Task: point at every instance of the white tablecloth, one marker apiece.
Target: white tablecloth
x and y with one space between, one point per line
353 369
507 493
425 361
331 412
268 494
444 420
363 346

● **Work to be completed**:
Rewrite the listing above, changing every "white tablecloth" to "linen tablecloth" and leaving everything else untouched.

● **Written answer**:
Task: point at every instance of the linen tablecloth, one marker apiece.
Target: linen tablecloth
x and y with one space between, one point per line
353 369
507 493
425 361
331 412
268 494
444 420
363 346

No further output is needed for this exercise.